*PAGE EXTRACT*.
Segment Open
Wednesday, June 19, 2013

Where the Performance Ends and She Begins

For a number of years, the Internet, and specifically Facebook, has been a sort of catalyst for me to build a pseudo-social life, when my social phobia made it very difficult for me to have a real one.

The Internet is easy, right?. You post photos. You post thoughts. You post videos or ideas. You post all of these things that come from you, and you get instant feedback. You keep in touch. You see what your friends are up to. You tell everyone about your period -- wait, what? Yeah... sometimes I might go too far.

Because you don't see the faces of the people you're communicating with  or their reactions, it's easy to say anything that comes to your mind. You become so preoccupied with the fact that you can say anything, that you don't stop to think about whether you should say something. When you're alone at your computer, it's easy to forget you have an audience sometimes.

Even in my pre-connected days, before the social phobia got horrible, I was somewhat of an outrageous human being. I was still really honest in my feelings. I was still a weirdo. I was still a little crazy sometimes. The only real difference was that my audience was smaller and, naturally, more intimate. I'd act stupid in front of a few people rather than a few hundred people. The significant difference, of course, is the former made hilarious memories I still look back fondly on, while the latter has become an expected circus act that I'm not even sure I get joy from anymore.

It's something that's been on my mind a lot for about the last 6 months, and something that a few friends have brought up to me. Why do I post some of the things I post? How much of my online activity is actually something I enjoy that is benefiting me, and how much of it is a performance that's become expected? I really don't like who I am right now. Sometimes it's difficult to differentiate where the performance ends and I begin. There have been days when I post things completely out of character. There are days when I feel like an Internet-powered marionette, dancing and posting and clicking the like button on photos and statuses.

I know why I started, and I know why it got worse about 2 years ago. I don't know why I continue. I look around and realize nobody else posts these things, and so obviously there is a reason for that. I think maybe part of me has kept up the "Girl Who Will Post Anything" show because I'm afraid to stop. I'm afraid that if I'm not posting things to shock people that I'll be forgotten and fade away. I'm afraid I'll disappear. I'm afraid I'll feel alone. Is that a good enough reason to keep making a fool of myself, or are my fears unfounded? I guess I'll find out soon.

I'm going to try not to invest as much time into Facebook, and I want to be more mindful of what I do post. Part of it has been a fun social experiment, seeing how people react to content that doesn't fit into the nice little box of what's expected. Part of it has been hilarious, coming up with new ways to announce my period. But, for the last two months, it's felt more like a chore than anything. While I know that a lot of people enjoy my "monthly" posts, all good things must eventually end. I need to spend more time living in the real world rather than simply existing in codes.

Tuesday, June 18, 2013

Don't Be Frightened of Turning the Page

In life, change is inevitable. Running away from a new experience or holding onto the past will only end in a dreary sameness that will follow you through your days. So much of the change in my life has been negative... catastrophically so at times, and so I have to remind myself often: don't be frightened of turning the page.
Segment Closed
*PROBLEMS TO SOLVE*.
1. In the blog posts, list each thing the writer says "I'm afraid" of.
2. Answer these questions from the blog posts, one line each:
(a) What date is given for the post titled "Don't Be Frightened of Turning the Page"?
(b) For how long has posting felt more like a chore than anything?
(c) About how long ago did things get worse, according to the writer?
3. Continue the blog posts from their final sentence, keeping the same first-person voice.
The rows that follow come from a separate source and are unrelated to the blog posts.

*DATASET RECORDS*.
Segment Open
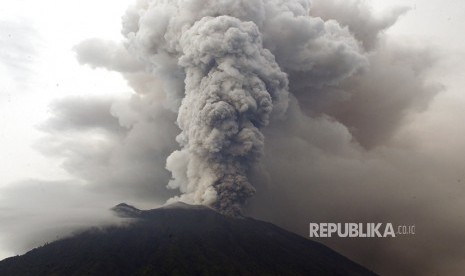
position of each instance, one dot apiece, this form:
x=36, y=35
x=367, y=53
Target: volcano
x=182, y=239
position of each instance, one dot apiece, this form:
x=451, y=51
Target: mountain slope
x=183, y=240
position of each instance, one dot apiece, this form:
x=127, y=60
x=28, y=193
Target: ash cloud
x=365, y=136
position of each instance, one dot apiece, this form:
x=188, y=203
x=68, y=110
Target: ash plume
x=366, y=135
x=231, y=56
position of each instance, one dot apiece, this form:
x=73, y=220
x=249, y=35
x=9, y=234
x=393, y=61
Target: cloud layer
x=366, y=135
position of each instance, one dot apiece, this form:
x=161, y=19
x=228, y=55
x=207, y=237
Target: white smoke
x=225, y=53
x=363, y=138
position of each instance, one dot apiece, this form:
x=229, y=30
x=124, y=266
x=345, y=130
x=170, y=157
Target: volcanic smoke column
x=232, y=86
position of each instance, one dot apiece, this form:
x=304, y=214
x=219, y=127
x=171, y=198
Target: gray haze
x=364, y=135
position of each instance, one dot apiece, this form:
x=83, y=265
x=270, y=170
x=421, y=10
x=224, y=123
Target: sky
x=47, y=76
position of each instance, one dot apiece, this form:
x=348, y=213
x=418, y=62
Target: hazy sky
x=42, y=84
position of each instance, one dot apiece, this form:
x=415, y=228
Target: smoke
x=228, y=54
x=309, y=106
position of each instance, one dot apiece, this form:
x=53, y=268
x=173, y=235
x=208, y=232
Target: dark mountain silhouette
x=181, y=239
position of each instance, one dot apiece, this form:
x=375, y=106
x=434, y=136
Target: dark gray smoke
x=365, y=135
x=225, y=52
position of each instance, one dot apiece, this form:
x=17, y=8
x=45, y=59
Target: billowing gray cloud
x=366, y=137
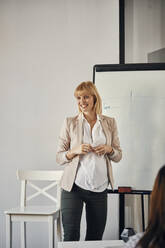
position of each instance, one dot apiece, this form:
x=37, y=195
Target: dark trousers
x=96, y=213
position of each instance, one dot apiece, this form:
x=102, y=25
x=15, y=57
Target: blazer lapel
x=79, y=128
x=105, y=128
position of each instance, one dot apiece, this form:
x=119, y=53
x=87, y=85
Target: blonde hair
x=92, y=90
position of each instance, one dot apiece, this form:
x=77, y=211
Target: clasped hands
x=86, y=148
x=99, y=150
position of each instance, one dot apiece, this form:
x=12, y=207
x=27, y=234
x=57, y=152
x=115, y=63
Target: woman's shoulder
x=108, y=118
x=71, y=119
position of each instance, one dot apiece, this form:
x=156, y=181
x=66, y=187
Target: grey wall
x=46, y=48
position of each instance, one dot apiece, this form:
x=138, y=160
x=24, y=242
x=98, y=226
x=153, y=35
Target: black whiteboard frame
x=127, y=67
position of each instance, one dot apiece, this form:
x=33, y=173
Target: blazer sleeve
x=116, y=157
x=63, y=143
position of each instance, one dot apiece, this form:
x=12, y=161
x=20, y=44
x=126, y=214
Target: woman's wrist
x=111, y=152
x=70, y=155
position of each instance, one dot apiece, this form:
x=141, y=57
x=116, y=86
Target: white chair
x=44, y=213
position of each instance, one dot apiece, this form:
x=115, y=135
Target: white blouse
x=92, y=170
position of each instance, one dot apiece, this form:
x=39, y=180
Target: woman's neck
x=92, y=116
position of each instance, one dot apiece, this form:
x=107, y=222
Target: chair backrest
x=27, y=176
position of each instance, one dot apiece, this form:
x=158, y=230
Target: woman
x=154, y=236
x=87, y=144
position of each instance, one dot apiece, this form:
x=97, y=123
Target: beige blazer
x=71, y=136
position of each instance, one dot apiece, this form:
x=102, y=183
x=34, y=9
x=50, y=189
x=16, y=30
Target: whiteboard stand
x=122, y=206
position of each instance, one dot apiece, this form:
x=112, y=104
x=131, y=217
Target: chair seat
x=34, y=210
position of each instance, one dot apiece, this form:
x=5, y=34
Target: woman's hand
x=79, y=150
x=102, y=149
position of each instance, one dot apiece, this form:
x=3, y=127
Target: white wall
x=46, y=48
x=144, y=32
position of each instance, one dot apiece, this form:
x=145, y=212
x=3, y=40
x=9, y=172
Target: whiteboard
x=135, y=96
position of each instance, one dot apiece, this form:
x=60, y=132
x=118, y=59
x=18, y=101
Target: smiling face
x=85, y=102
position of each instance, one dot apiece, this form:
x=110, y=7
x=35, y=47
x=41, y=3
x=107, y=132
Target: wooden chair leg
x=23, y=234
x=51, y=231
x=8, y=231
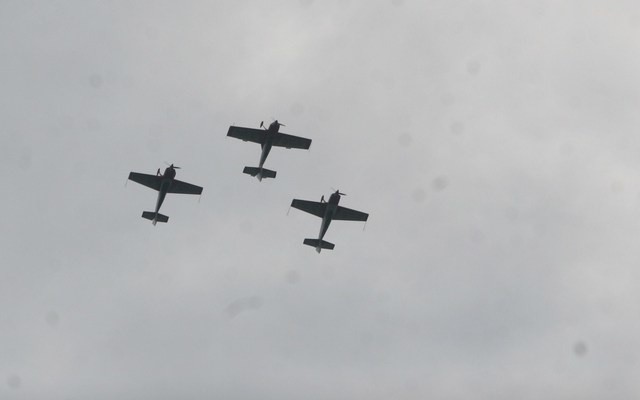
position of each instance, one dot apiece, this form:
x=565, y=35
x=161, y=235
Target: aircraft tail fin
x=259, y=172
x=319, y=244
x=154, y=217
Segment Closed
*RESULTS IN ORDER*.
1.
- To stop
- Being forgotten and fading away if not posting things to shock people
- Disappearing
- Feeling alone

2.
(a) Tuesday, June 18, 2013
(b) The last two months
(c) About 2 years ago

3.
The name of an EP put out by my favorite band, and also a great bit of advice: don't be frightened of turning the page. Fear can run my life if I let it, and I sure used to. I went years without meeting new people or trying new things outside of what I deemed "safe". To this day, I have to really push myself not to dwell in the past and to look towards the future.

Some things will always be difficult for me, like meeting someone new. However, when I force myself to look through that fear; that social phobia, and just do it anyway, it's nearly always ended in a really great experience. Especially recently. Sometimes you just have to let people in and trust they won't mess up the place.

When I look back at all I've done in the last year; all the things that scared me half to death but I did anyway... it's crazy. I think about what my life would be like if I let that fear determine my actions, and it's scary. I wouldn't be going to school to better my career options, I wouldn't have gotten my driver's license, I wouldn't have met some of the people I currently care about. I'd be stuck in an endless loop of fear, followed by inaction.

I think it's important to do what scares you sometimes. You'll never know what you're capable of otherwise, or what happiness awaits you. Whether it's a career move, the ending of a relationship, or the beginning of a new one, change can be a really great thing if you can push your fear aside long enough to embrace it.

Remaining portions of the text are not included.